__Given exercise__
The listing beneath should be written out in full, exactly as shown.

Records from a data source:
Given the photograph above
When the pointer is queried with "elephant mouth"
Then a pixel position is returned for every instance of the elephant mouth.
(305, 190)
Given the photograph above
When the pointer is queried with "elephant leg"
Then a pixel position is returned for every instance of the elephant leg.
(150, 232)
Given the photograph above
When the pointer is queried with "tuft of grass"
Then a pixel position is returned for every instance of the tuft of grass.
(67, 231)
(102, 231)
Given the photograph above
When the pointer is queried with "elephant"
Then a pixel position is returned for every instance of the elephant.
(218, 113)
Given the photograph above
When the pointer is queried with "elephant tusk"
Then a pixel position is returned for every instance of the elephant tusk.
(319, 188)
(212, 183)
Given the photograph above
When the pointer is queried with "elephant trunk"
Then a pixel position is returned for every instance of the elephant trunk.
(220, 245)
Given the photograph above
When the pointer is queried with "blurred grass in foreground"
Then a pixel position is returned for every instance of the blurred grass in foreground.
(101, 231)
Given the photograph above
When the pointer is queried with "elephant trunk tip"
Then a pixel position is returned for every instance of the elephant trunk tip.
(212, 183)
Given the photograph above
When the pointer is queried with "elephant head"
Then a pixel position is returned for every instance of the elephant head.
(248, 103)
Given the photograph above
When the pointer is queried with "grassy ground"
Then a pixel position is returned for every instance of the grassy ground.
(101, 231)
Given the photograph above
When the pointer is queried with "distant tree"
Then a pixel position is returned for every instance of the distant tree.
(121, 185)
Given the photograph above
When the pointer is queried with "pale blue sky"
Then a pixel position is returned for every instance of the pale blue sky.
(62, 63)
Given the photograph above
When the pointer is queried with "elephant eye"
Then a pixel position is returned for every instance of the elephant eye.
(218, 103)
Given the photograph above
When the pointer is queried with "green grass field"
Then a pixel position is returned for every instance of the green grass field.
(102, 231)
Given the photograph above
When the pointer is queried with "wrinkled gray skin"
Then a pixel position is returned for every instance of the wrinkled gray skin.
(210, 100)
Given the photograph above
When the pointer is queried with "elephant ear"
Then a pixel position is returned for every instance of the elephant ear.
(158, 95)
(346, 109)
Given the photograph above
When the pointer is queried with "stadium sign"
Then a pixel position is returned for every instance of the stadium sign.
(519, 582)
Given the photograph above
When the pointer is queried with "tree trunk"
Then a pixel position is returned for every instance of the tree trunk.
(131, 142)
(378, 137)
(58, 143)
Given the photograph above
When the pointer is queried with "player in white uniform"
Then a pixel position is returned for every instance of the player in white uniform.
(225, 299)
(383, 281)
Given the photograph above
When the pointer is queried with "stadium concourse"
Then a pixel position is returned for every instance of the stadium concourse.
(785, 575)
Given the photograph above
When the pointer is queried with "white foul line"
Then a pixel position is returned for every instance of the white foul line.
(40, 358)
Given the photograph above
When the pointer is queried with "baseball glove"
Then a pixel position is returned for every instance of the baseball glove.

__Task solution__
Given the photograph above
When the pointer is queried with "elephant mouth"
Then a pixel position is returned for every instance of the elephant mouth.
(305, 190)
Given the photograph above
When the pointer is queried with "elephant leg"
Then a pixel position is returned for every instance of the elephant leg.
(150, 232)
Given the photograph above
When the pointer is queried with "tuft of grass"
Then a pixel position is returned for every instance of the tuft of grass.
(67, 231)
(102, 231)
Given the photograph above
When the pointer is queried with "elephant"
Then a pixel position is returned for every instance of the elephant.
(218, 113)
Given the photograph above
When the pointer is queried with "elephant tusk"
Then a pixel position is returned for every instance of the elephant tusk.
(319, 188)
(212, 183)
Given the photograph above
When the pointer is queried with "elephant trunk"
Then a pixel position is returned for every instance of the elephant trunk.
(220, 245)
Given the photograph above
When the pointer is queried with "blurred grass in foreground"
Then a pixel position is returned for every instance of the blurred grass in foreground.
(101, 231)
Given the photograph above
When the pointer is queried with "elephant trunk tip"
Then a pixel position is returned for every instance of the elephant trunk tip.
(212, 183)
Given the photograph above
When the pointer is queried with "elephant head"
Then a pixel position is returned for every instance of the elephant head.
(248, 103)
Given the photograph above
When the pointer is queried with "grassy ground"
Then a pixel position is returned for every instance of the grassy ground.
(101, 231)
Given the photograph above
When the pointer is queried with "distant tree"
Then a pixel position is returned for every instance of the distant tree.
(121, 185)
Given the photograph above
When the pointer is queried with "pale blue sky"
Then a pixel position is returned for every instance of the pale blue sky.
(62, 63)
Given the photograph above
When the pointer is queried with "elephant eye"
Then a pixel position is returned for every instance of the elephant eye.
(218, 103)
Given the photograph above
When the pointer is queried with "green grass field"
Then a pixel position is returned for every instance of the green grass field.
(102, 231)
Given the photograph above
When the pointer is queried with "wrinkled gray skin"
Then a pixel position is returned for every instance of the wrinkled gray skin.
(210, 100)
Given the photograph above
When the pointer is queried with "elephant ear"
Then a pixel position is returned for every instance of the elephant ear.
(158, 95)
(346, 109)
Given the photograph above
When the pointer is queried with "stadium sign"
Then a pixel position is returned for every instance of the stadium sign.
(519, 582)
Given the photograph above
When the pointer is queried with "tree trunk"
Then a pixel position is returned for every instance of the tree trunk.
(131, 142)
(378, 137)
(58, 143)
Given the photograph above
When the pointer is queried with "player in white uniform"
Then a pixel position is returned for every instance of the player in white uniform.
(225, 299)
(383, 281)
Given the photograph above
When the pointer is queried with "stadium concourse"
Then a pixel position is returned for every instance of the stadium concourse.
(785, 575)
Given the photograph above
When the pointer is queried with "white foul line"
Then a pixel position is returned for every instance of the white foul line.
(40, 358)
Given the photograph above
When the pointer is queried with "baseball glove"
Then a pixel position is returned for every instance of the baseball glove.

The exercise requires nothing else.